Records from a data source

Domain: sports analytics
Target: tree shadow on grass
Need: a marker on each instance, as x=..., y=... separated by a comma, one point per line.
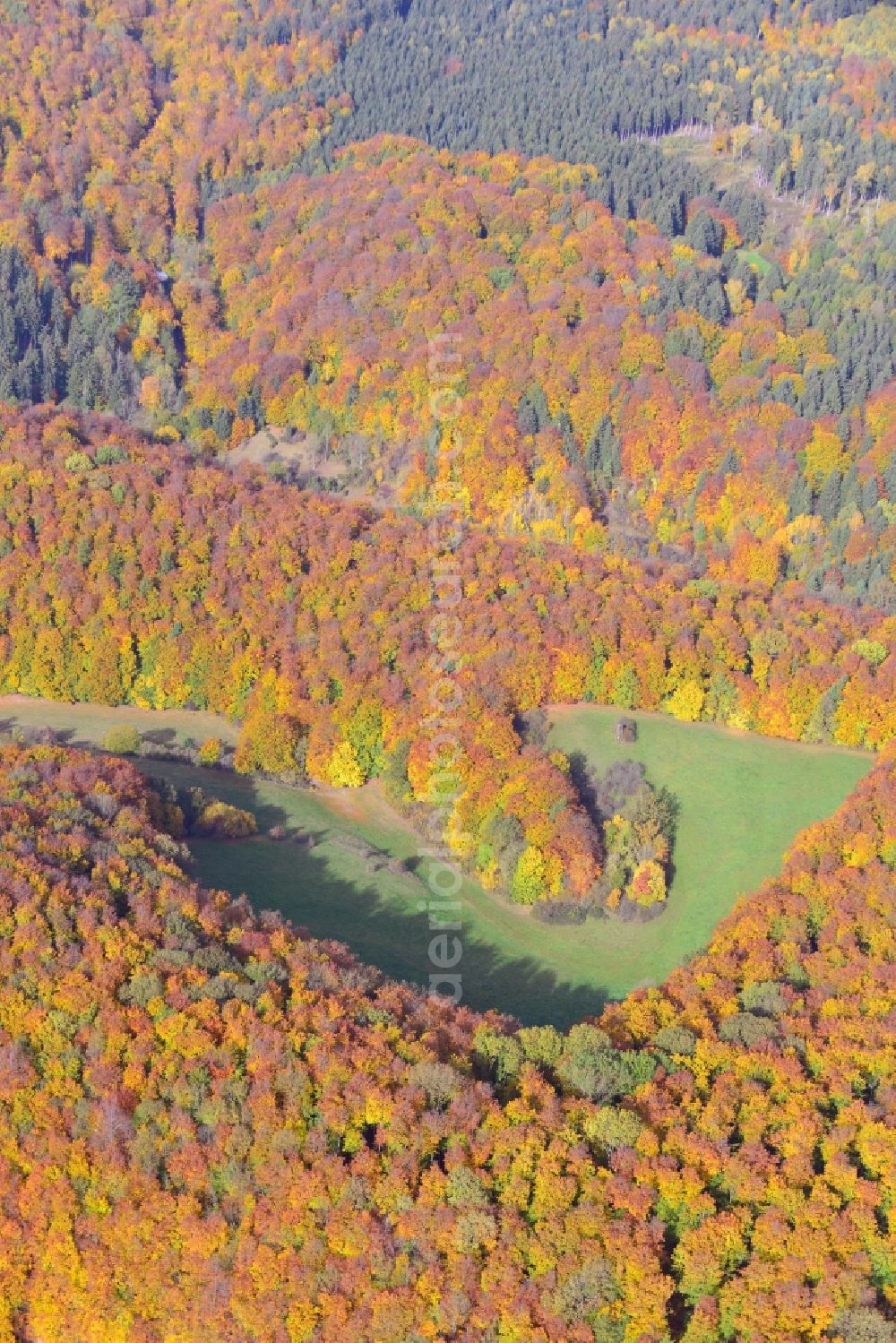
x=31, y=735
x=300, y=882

- Work required: Transcribe all the lines above exactly, apart from the pictures.

- Reply:
Domain: sports analytics
Target: tree shadow on grass
Need: a marker on each instance, as x=..., y=... separated by a comma, one point per line.
x=31, y=735
x=300, y=882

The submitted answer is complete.